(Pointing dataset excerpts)
****************
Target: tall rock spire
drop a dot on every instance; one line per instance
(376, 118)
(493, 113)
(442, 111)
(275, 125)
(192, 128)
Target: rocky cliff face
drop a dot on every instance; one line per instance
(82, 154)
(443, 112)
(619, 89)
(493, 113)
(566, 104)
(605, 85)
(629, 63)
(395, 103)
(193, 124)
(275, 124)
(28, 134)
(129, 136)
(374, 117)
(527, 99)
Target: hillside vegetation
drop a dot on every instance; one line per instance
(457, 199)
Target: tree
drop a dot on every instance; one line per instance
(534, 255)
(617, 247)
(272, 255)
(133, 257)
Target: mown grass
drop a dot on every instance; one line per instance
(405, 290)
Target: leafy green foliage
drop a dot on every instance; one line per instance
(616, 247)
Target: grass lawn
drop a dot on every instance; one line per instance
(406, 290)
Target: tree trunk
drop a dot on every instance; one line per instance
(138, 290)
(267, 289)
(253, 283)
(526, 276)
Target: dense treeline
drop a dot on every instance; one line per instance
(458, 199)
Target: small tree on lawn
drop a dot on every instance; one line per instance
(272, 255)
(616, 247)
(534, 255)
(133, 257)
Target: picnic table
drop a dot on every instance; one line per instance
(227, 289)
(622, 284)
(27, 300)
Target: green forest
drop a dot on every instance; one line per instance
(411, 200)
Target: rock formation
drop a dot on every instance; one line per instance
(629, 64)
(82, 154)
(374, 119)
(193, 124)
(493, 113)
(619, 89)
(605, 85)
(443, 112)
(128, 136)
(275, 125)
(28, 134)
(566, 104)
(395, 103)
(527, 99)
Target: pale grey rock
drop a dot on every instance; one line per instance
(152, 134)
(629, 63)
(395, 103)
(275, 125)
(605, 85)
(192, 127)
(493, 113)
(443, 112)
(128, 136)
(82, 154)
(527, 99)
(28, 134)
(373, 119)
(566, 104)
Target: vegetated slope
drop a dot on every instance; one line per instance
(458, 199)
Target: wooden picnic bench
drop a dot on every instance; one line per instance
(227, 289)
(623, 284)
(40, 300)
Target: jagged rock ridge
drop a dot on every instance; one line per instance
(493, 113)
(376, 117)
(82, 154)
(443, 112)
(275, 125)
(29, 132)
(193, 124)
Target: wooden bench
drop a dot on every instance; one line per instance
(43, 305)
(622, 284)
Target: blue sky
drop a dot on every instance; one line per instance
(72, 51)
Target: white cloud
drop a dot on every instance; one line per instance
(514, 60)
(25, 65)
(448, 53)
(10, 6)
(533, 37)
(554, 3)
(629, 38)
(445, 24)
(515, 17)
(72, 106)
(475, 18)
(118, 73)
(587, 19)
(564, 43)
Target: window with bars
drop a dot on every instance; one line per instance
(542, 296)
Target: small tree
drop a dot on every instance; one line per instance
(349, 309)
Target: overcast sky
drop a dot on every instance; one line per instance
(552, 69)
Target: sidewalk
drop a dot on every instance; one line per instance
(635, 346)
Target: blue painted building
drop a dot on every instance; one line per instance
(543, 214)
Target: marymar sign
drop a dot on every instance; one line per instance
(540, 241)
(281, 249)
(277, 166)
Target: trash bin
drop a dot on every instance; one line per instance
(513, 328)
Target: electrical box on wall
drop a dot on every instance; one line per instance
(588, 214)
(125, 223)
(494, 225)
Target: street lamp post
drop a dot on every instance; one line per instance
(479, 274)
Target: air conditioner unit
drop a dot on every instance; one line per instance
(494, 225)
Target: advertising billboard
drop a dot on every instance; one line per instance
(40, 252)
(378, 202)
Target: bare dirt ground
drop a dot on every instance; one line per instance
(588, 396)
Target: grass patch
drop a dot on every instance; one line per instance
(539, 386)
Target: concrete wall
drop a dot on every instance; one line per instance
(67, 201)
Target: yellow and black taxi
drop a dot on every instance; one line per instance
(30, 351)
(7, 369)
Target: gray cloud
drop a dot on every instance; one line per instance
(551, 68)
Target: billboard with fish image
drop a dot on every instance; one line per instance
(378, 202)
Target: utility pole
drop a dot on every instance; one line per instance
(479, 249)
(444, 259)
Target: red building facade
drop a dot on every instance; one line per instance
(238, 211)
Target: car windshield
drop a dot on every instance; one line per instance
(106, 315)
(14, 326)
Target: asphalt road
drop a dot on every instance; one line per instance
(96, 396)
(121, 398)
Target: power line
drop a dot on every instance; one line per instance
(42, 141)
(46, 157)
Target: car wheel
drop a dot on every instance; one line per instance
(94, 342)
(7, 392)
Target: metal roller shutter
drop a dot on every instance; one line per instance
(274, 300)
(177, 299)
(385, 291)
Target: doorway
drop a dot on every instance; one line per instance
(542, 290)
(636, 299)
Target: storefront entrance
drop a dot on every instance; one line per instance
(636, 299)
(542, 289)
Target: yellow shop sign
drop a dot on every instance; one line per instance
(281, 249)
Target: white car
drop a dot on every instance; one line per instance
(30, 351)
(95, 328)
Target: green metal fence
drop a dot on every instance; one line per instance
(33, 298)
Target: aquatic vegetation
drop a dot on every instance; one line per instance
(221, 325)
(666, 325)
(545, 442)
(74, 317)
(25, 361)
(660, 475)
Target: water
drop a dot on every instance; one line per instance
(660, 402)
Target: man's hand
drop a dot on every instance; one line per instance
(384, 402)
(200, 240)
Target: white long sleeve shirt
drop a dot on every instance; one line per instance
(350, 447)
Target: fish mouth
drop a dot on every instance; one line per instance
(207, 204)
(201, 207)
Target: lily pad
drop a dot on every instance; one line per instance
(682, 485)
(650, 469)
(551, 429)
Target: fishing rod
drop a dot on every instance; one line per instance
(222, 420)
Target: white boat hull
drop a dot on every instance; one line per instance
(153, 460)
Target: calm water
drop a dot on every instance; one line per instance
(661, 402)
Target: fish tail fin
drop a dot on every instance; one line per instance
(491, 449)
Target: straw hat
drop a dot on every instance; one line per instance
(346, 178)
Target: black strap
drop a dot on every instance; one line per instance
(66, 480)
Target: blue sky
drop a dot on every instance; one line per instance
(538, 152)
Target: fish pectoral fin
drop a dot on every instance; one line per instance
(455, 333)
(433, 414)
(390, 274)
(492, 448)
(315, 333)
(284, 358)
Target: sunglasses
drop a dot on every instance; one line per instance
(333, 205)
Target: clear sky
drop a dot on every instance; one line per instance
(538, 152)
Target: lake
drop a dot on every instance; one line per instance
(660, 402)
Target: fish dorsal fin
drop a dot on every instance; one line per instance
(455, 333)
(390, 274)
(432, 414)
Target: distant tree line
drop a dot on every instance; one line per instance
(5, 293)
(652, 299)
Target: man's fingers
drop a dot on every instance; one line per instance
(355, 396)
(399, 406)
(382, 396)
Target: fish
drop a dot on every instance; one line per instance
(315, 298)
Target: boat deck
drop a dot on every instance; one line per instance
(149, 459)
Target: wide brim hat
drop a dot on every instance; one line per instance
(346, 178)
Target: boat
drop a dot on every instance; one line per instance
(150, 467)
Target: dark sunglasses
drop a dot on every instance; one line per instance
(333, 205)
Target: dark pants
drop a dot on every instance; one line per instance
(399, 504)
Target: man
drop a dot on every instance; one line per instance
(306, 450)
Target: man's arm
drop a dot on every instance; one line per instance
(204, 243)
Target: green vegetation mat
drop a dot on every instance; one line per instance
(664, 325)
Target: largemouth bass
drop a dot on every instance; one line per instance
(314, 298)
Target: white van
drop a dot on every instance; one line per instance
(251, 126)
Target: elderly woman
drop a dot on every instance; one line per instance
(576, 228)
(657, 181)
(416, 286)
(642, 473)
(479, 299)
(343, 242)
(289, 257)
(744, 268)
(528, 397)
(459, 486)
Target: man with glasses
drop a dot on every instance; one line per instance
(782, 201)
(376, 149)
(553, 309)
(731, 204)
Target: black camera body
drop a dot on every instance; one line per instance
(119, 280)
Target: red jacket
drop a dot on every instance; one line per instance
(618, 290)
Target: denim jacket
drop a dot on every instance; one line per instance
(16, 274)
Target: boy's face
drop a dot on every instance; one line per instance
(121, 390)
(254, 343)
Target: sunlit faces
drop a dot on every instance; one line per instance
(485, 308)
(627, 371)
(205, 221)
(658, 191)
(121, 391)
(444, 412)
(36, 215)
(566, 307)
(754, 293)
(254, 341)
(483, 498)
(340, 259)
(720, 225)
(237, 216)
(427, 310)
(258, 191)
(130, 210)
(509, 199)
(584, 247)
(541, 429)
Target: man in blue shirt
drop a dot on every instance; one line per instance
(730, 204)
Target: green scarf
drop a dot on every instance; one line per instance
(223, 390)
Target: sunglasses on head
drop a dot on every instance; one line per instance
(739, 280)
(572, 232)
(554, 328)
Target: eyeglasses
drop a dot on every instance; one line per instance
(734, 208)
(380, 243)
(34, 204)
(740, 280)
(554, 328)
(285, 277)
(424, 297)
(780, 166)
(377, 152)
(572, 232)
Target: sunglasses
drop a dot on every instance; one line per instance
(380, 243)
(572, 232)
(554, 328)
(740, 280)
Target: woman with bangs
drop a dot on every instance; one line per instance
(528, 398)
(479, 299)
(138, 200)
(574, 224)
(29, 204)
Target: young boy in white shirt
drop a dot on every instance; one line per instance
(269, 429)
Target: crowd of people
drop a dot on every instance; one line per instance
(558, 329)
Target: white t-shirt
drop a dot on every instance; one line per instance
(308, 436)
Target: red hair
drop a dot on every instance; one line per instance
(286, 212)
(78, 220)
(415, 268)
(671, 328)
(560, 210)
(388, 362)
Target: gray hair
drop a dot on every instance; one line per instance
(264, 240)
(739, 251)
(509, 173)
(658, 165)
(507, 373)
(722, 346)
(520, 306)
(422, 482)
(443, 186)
****************
** Your goal **
Repeat, character for character, the lines from the one that holds "Target: boy's face" to the final line of the material, inclusive, and no other lines.

** Task result **
Target: boy's face
drop a dot on every instance; one line per instance
(121, 390)
(254, 343)
Target: sunlit faces
drop a dot on every instance; one line per instance
(485, 308)
(627, 371)
(205, 221)
(658, 191)
(121, 391)
(444, 412)
(36, 215)
(566, 307)
(754, 293)
(254, 341)
(483, 498)
(340, 259)
(720, 225)
(237, 216)
(427, 310)
(258, 191)
(130, 210)
(509, 199)
(584, 247)
(541, 429)
Target: man in blue shirt
drop a dot on every instance; one line per instance
(730, 204)
Target: green scarf
drop a dot on every instance; one line per instance
(223, 390)
Target: sunglasses on head
drop a dot on every instance; one line per instance
(739, 280)
(572, 232)
(554, 328)
Target: eyeglasses
drop a dot on every instance; one line per instance
(734, 208)
(380, 243)
(34, 204)
(740, 280)
(554, 328)
(285, 277)
(424, 297)
(780, 166)
(377, 152)
(572, 232)
Target: sunglasses
drop a dot on every instance; one line per instance
(380, 243)
(572, 232)
(554, 328)
(740, 280)
Target: woman with bangs
drop a dot on every instance; one line per instance
(528, 398)
(479, 299)
(138, 200)
(574, 224)
(29, 204)
Target: young boy in white shirt
drop a dot on every instance; one line per instance
(269, 429)
Target: crowd of people
drop a dot on every instance; one line per instance
(558, 329)
Target: white t-shirt
drop a dot on every instance; one line per instance
(308, 436)
Target: red hair
drop a dot on every instance; one line per instance
(286, 212)
(78, 220)
(415, 268)
(671, 328)
(560, 210)
(388, 362)
Target: gray hair
drop a dot on every instance; one line per instance
(264, 240)
(739, 251)
(509, 173)
(658, 165)
(507, 373)
(722, 346)
(520, 306)
(422, 482)
(443, 186)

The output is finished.